■ **Problem details**
Look through the entries below. Say how many lines include "sculpture", with nothing added.
——————————
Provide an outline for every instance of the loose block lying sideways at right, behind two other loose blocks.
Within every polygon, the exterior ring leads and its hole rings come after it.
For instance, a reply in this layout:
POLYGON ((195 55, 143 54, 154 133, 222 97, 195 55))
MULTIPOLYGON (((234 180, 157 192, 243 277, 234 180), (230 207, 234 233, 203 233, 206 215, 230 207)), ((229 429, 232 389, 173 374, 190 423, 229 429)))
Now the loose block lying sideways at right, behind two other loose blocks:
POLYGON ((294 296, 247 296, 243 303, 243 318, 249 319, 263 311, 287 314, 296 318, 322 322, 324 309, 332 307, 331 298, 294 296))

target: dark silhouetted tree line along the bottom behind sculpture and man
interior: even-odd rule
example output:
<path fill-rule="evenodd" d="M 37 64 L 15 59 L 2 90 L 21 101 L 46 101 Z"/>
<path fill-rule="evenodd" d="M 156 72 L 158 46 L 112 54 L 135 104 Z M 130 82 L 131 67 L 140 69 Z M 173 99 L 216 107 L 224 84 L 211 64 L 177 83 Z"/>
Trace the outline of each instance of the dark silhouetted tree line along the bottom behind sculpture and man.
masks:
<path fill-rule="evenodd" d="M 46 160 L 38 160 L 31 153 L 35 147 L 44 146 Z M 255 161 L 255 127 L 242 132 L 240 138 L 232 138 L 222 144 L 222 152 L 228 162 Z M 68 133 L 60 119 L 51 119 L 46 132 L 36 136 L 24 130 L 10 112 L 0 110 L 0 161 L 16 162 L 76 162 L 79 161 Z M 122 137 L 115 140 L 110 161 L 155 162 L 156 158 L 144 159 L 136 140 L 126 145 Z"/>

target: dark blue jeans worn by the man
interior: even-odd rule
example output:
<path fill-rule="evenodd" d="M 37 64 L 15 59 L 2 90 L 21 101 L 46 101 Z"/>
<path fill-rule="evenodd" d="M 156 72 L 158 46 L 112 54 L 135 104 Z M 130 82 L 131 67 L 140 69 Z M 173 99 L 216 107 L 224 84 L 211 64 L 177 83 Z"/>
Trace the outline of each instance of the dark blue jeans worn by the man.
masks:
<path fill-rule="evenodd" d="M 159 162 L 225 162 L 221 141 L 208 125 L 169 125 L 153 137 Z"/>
——————————
■ **Your solution**
2